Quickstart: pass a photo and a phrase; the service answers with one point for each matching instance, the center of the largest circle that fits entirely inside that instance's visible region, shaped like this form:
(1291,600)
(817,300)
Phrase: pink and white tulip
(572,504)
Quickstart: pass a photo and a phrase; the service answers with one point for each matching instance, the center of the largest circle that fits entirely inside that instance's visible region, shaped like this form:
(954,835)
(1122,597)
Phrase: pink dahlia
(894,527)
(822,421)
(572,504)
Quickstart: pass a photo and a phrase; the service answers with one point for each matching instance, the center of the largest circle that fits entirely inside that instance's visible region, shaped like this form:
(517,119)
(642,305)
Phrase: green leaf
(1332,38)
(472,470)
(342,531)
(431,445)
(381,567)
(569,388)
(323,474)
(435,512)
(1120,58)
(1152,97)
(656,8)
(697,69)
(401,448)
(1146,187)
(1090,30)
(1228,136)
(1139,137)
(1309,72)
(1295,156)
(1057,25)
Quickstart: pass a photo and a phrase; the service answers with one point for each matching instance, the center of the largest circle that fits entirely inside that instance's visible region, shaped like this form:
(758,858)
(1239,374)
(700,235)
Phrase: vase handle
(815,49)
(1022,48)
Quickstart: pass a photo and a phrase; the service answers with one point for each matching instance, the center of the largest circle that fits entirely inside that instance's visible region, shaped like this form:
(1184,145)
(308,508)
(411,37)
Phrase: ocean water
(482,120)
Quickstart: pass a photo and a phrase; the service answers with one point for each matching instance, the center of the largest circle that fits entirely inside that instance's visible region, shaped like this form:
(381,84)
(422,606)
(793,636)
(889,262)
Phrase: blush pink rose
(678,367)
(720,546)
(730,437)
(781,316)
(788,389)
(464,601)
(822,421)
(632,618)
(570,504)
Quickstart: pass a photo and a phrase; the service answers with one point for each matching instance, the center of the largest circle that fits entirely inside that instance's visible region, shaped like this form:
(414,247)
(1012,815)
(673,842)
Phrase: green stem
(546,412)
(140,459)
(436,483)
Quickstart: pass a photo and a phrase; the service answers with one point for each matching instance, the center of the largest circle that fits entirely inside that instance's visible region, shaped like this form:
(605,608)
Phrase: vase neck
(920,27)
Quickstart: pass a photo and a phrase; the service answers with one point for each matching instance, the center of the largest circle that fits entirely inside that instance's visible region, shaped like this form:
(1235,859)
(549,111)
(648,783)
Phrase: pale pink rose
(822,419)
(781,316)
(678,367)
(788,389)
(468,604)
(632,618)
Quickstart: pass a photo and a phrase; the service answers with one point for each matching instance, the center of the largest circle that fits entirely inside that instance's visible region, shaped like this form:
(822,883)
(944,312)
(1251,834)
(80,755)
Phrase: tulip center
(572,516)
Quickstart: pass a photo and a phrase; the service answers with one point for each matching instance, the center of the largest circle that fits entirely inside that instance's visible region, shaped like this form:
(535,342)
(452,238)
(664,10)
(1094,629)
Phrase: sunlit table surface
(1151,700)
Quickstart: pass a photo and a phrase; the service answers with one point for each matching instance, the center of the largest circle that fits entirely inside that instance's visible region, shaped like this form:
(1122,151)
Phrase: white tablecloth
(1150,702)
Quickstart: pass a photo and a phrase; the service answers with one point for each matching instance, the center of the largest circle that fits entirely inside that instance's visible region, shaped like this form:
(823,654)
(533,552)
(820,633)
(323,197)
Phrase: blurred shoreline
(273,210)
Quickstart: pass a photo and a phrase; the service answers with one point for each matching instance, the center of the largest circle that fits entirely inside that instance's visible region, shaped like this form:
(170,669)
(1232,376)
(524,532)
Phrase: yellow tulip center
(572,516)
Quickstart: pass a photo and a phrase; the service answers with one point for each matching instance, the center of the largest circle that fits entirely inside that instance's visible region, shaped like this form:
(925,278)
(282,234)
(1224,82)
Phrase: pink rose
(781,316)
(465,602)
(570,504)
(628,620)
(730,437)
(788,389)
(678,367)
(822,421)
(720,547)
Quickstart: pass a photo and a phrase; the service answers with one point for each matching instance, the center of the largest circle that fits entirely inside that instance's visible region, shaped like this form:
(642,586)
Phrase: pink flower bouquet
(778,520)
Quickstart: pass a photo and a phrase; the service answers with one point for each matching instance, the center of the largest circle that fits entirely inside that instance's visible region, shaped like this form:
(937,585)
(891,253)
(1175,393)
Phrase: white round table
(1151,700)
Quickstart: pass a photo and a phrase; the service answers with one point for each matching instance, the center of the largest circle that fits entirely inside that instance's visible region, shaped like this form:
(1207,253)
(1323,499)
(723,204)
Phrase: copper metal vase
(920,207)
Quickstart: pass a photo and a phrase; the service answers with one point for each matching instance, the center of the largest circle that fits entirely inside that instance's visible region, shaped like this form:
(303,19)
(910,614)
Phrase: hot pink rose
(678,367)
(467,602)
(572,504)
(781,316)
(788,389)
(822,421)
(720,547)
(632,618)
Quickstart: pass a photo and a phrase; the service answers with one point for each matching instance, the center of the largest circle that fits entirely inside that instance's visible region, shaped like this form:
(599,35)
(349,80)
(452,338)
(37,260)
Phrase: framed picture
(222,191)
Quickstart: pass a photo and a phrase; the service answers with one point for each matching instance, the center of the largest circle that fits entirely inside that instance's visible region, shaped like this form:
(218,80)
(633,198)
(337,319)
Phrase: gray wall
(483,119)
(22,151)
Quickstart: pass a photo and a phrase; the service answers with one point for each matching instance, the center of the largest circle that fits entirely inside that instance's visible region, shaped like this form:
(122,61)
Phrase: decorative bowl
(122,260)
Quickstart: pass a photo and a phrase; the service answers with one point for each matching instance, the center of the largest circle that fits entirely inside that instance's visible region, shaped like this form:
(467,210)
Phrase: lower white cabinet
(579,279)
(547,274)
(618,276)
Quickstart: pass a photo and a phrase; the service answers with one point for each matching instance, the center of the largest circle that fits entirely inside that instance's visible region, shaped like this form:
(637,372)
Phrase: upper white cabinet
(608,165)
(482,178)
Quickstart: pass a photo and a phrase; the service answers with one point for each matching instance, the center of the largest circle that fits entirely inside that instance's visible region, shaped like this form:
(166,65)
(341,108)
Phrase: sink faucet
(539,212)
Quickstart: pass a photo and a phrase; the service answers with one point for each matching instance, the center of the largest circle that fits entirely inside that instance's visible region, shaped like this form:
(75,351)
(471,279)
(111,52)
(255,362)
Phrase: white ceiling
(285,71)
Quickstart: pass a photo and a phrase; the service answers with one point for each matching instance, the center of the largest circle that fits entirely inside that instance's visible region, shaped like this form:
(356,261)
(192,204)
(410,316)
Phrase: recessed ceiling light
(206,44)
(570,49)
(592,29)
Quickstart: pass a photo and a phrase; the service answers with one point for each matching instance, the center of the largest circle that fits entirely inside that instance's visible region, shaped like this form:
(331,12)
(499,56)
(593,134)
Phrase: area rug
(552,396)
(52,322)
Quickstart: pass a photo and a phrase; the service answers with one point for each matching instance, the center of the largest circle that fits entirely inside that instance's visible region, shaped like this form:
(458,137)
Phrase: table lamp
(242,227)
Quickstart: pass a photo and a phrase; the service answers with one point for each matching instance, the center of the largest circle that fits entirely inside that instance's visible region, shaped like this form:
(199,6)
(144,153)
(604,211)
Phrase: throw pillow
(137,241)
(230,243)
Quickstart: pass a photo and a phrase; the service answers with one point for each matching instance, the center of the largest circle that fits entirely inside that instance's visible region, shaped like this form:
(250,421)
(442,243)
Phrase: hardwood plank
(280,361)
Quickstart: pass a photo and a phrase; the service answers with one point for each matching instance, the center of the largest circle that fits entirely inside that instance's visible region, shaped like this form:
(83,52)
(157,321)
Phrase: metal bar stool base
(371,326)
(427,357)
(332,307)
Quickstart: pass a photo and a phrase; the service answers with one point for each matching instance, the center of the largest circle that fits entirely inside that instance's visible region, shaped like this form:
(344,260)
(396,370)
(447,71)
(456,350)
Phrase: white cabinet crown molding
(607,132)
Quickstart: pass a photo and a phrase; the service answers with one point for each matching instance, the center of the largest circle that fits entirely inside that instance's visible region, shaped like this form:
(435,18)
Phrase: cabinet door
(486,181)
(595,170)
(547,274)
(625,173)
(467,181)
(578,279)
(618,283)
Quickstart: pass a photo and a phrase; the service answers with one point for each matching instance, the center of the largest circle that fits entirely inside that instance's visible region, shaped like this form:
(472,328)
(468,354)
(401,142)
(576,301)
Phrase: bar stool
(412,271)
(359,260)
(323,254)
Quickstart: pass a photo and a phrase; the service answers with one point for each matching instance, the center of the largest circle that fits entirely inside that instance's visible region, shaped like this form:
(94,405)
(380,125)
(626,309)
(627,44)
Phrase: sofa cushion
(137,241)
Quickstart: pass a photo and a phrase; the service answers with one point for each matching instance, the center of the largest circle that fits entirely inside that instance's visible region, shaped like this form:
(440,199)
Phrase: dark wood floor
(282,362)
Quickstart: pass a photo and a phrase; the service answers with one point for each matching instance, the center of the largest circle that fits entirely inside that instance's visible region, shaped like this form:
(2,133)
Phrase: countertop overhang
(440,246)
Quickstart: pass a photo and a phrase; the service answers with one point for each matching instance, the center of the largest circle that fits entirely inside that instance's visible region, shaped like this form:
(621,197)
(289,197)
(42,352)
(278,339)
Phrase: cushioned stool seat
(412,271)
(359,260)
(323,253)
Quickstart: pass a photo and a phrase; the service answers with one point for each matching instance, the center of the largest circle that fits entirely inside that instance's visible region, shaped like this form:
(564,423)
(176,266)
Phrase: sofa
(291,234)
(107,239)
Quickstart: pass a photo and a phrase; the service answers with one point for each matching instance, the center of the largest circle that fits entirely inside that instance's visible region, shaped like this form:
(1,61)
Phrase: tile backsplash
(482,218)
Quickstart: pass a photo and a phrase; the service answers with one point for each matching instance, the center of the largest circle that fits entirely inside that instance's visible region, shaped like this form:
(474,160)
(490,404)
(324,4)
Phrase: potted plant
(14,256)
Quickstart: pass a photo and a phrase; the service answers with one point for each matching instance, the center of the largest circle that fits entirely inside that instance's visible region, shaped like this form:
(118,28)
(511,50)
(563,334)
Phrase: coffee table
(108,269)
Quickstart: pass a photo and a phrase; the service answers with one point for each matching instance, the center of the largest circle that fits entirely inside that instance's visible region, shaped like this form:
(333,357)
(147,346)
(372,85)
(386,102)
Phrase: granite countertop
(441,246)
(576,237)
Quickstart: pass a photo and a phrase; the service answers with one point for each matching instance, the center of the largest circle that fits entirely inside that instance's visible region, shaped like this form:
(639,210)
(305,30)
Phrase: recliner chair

----------

- [Requirement]
How many lines of the data above contain the string "tulip", with case counting? Give only the number.

- [Result of this task]
3